╭─ THE INPUT

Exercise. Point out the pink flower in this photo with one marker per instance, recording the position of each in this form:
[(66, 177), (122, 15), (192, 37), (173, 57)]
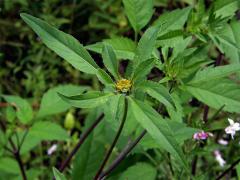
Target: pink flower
[(223, 142), (219, 158), (201, 135), (52, 149), (232, 128)]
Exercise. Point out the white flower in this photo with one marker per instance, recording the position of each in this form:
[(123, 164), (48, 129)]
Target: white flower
[(219, 158), (232, 128), (52, 149), (223, 142)]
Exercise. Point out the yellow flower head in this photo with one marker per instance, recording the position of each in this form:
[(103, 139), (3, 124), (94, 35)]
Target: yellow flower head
[(123, 85)]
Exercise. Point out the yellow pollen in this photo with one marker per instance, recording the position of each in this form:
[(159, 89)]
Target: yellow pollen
[(123, 85)]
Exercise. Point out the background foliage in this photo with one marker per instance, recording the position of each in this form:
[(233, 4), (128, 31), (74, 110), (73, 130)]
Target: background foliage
[(195, 38)]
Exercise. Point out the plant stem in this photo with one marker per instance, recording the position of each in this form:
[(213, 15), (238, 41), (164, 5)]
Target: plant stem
[(121, 156), (17, 156), (205, 113), (81, 141), (114, 141), (194, 165), (20, 163), (228, 170)]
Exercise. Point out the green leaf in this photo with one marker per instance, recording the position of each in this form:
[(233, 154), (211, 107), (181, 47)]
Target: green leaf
[(173, 20), (10, 114), (89, 157), (123, 47), (158, 92), (24, 110), (232, 32), (110, 60), (142, 70), (88, 100), (58, 175), (211, 74), (238, 170), (139, 171), (104, 77), (159, 130), (146, 44), (217, 93), (51, 102), (226, 8), (139, 12), (48, 131), (65, 45)]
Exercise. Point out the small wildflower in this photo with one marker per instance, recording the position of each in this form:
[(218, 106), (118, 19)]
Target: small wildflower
[(123, 85), (52, 149), (232, 128), (201, 135), (219, 158), (223, 142)]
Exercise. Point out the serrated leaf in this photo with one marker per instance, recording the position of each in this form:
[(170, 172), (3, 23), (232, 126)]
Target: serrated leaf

╰─

WHAT YOU ARE ASKED TO DO -> Show all lines above containing "serrated".

REPLY TO THE EXERCISE ->
Exercise. Point out the serrated leaf in this photo with one marker per instance, recording the position of each in this form:
Target: serrated leaf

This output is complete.